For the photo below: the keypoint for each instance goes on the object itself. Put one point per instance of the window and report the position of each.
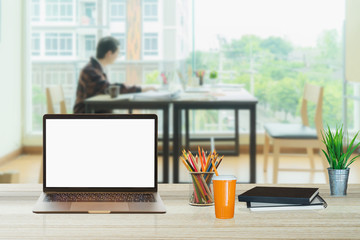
(59, 10)
(89, 13)
(151, 44)
(116, 76)
(35, 44)
(89, 45)
(121, 38)
(117, 10)
(150, 10)
(58, 44)
(35, 10)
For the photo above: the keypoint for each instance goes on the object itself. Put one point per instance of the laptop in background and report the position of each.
(100, 164)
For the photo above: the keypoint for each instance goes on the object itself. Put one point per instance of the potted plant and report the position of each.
(213, 74)
(339, 159)
(213, 77)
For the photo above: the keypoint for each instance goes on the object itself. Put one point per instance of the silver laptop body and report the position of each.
(100, 163)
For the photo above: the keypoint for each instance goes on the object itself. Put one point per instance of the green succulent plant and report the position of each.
(213, 75)
(337, 157)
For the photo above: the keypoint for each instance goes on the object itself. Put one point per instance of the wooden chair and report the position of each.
(297, 135)
(54, 96)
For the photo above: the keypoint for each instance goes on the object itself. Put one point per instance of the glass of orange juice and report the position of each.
(224, 187)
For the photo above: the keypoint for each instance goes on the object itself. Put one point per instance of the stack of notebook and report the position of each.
(282, 198)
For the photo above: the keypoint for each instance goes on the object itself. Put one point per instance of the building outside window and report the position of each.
(89, 13)
(117, 10)
(121, 38)
(58, 44)
(35, 10)
(151, 47)
(35, 44)
(90, 43)
(150, 10)
(59, 10)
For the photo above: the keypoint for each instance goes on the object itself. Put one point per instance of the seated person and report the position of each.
(93, 80)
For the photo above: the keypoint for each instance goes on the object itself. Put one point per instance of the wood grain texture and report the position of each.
(341, 220)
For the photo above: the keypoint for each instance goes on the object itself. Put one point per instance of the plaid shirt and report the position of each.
(92, 82)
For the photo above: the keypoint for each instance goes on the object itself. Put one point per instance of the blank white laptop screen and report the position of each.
(102, 153)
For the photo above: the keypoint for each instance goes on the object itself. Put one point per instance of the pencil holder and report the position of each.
(201, 192)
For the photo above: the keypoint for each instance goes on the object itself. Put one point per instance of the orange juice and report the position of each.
(224, 196)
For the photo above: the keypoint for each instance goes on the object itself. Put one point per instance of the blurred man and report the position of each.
(93, 80)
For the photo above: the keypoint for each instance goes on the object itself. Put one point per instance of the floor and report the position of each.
(29, 168)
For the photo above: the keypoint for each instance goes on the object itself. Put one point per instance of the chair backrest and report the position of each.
(314, 94)
(54, 96)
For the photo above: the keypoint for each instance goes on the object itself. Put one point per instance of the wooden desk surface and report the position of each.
(340, 220)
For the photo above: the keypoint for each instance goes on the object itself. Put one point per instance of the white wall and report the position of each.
(11, 66)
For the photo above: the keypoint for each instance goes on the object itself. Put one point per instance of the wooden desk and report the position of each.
(340, 220)
(235, 100)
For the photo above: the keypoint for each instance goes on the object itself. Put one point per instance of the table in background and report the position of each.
(237, 99)
(104, 102)
(340, 220)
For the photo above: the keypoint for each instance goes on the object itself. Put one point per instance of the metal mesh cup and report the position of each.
(201, 193)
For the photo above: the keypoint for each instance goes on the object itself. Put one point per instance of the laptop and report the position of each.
(100, 163)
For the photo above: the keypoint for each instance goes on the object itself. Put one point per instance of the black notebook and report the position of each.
(317, 203)
(288, 195)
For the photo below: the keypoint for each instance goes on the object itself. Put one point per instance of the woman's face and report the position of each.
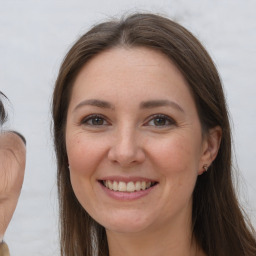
(134, 141)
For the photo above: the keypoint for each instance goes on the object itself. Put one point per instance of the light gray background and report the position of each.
(35, 35)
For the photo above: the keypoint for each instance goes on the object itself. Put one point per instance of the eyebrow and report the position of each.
(94, 102)
(143, 105)
(161, 103)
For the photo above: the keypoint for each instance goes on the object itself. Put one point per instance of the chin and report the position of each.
(125, 224)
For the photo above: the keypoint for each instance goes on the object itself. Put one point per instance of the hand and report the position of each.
(12, 167)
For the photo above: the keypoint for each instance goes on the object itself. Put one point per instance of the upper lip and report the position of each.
(127, 179)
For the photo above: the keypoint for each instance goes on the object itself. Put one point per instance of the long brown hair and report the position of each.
(3, 114)
(219, 226)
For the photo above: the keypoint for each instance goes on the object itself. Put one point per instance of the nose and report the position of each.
(126, 149)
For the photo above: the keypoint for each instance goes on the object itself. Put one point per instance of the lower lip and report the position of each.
(127, 196)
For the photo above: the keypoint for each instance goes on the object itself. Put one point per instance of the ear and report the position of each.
(210, 148)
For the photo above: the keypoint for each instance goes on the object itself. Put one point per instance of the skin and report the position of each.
(129, 141)
(12, 166)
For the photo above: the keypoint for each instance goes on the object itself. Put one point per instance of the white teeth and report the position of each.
(130, 187)
(127, 187)
(109, 184)
(122, 186)
(115, 186)
(138, 186)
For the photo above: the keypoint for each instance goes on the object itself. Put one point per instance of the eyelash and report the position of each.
(89, 120)
(164, 118)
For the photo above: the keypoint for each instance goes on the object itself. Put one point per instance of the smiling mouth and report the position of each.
(121, 186)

• What this task involves:
Copy the records from the line containing "ear and report the position of each." through the end, replacing "keypoint" with "marker" and keeping everything else unchanged.

• Task output:
For the photo above: the marker for each instance goes on the object itself. Put one point per instance of the ear and report the position of each.
(210, 148)
For the photo above: the marker for each instance goes on the object itself. Put one point per instance of the skin and report the position of each.
(129, 141)
(12, 166)
For the photo above: the marker for each instance goes on the object itself. Put one point per instance of the white teeth and report the position of each.
(130, 187)
(127, 187)
(109, 184)
(122, 186)
(115, 186)
(138, 186)
For the photo above: the marker for each instance goes on the object itself. Put one point per instance of the eyelash and report the position of each.
(89, 120)
(164, 118)
For the photo above: the marker for each instance goes on the object itself. Put one point per instance of the smiling mouth and report the position of each.
(121, 186)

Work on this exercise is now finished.